--- start of Excerpted text ---
E.D.: If my pieces from the 1980s contained little more than outgrowths of reliefs, then these contain depressions and cavities; the carcass that I work on has become far more pronounced. In other word, the third dimension introduces another vector more actively. This vector is not parallel, but also perpendicular. The frame of these new pieces is now composed by all of the space that surrounds them, both in front of them and behind them. Putting all other factors aside, the inclusion of hair influences the painting’s “resolution” and serves as a focal point for the eye.
A.P.: The beholder comes closer and sees this hair. Does it work like a printed raster?
E.D.: In order to see this hair, you have to adjust your optical apparatus. When you focus your eyes on the hair, its surroundings fall into an equally illuminated space of limbo, which you suddenly also occupy. But when you move away, you see everything in total. At this point, the hair is no more than a detail. When you look at it closely, it presents an entire universe of its own. It supplies a scale when its individual hairs are counted and underlines the particulate nature of the moment. When I painted my Crimean landscapes, I saw the flowers on the trees as pictorial points, points of reference in space, a minimal scale; now, one could say that the hair plays a similar role, supplying the rest of the painting’s field with a scalar raster…The paintings have craters that space creeps into. The craters of earlier series contain hair; space clings and curls to it. In other words, the different interpenetrations of space and painting, painting and space depend upon the various forms of relief in these pieces.
The body is part of the landscape, not only in a metaphorical sense, but in terms of chemistry. The fact that we all come from dust and will turn to dust one day has a lot to do with my work: the parts that are supposed to fall off will actually fall off; then, the other parts that aren’t supposed to be destroyed immediately will also be destroyed. In the end, there will be nothing left but hair, bone-like surfaces and synthetic emulsions. In the physical sense, they will take for about as long to decay as our skeletons when they finally become part of the landscape. And the hair will take just as long to decay as our own hair. You said that I only started painting landscapes again after 15 years of not having looked at the landscapes that came back to me from Finland, from the “land of shadows”, but it only seems that way. In fact, these pieces are “tattooed” landscapes of the body, whose idea already appears in my earlier pink and white series, which also contain hair. In this idea, the body is very physical: it is covered with wounds and signs. This is something I have been concerned with for the last five years. The body is more important than the landscape. But now, I find myself attracted to color again, even if it never really disappeared from my work. For an example, my white was never really white: it actually consisted of twenty some-odd layers, all of which shine through: each of their tones is different and never repeats. For a while, I was working with light, almost white surfaces; it seemed to me that any use of bright color would separate the piece from the space that surrounds it, stopping it from dissolving. But I would like the piece to dissolve, only allowing certain elements of space to emerge, and then all the rest.
A.P.: You made your first sketches for the pieces that were taken to Finland in Krotenky, a village near Poltava (Ukraine). At the time, I was finishing my book “I Lived on the Battlefield at Poltava”, which attempted to depict one battle as two battles with different outcomes. In a way, this is the same idea of time’s “cross-currents”.
E.D.: At first, I wasn’t planning to work in Krotenky at all; I didn’t even take along anything but a little notebook…It was 1987.
--- end of Excerpted text ---
--- start of Listed entries ---
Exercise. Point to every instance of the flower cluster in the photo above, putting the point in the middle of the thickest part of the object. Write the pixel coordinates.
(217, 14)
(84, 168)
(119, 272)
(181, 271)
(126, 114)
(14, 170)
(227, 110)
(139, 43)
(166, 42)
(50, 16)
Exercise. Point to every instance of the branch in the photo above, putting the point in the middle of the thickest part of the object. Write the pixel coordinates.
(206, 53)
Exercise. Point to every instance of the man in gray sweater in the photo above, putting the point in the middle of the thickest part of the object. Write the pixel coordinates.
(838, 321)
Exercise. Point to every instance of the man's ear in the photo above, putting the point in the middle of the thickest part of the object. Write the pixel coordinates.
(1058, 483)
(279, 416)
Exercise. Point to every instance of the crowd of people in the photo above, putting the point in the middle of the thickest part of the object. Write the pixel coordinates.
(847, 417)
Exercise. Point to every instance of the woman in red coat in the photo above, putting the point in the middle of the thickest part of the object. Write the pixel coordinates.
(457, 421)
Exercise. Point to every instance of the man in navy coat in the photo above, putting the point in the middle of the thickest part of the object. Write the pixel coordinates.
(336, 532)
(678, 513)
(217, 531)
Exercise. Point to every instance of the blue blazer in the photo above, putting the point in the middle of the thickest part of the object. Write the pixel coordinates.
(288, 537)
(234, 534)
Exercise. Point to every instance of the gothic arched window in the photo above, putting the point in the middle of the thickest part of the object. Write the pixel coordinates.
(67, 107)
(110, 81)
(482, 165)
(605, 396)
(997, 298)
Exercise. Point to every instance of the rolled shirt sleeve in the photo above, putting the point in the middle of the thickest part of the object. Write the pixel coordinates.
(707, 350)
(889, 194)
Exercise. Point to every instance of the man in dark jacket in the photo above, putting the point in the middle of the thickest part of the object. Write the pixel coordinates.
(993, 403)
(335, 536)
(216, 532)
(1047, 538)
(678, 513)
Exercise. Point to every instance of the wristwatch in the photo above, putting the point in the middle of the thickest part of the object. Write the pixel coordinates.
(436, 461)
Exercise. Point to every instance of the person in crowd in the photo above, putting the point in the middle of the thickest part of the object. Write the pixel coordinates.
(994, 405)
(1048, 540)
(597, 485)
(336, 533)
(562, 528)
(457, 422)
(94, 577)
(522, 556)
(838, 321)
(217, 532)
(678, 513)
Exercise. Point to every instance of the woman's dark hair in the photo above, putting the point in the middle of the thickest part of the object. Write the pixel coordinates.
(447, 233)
--- end of Listed entries ---
• _Given request A_:
In the interview excerpt, copy the stretch from "E.D.: If my" through "a printed raster?", swapping "hair" for "fiber".
• _Given request B_:
According to the interview excerpt, how many layers did the painter's white actually consist of?

• _Result A_:
E.D.: If my pieces from the 1980s contained little more than outgrowths of reliefs, then these contain depressions and cavities; the carcass that I work on has become far more pronounced. In other word, the third dimension introduces another vector more actively. This vector is not parallel, but also perpendicular. The frame of these new pieces is now composed by all of the space that surrounds them, both in front of them and behind them. Putting all other factors aside, the inclusion of fiber influences the painting’s “resolution” and serves as a focal point for the eye.
A.P.: The beholder comes closer and sees this fiber. Does it work like a printed raster?

• _Result B_:
Twenty some-odd layers.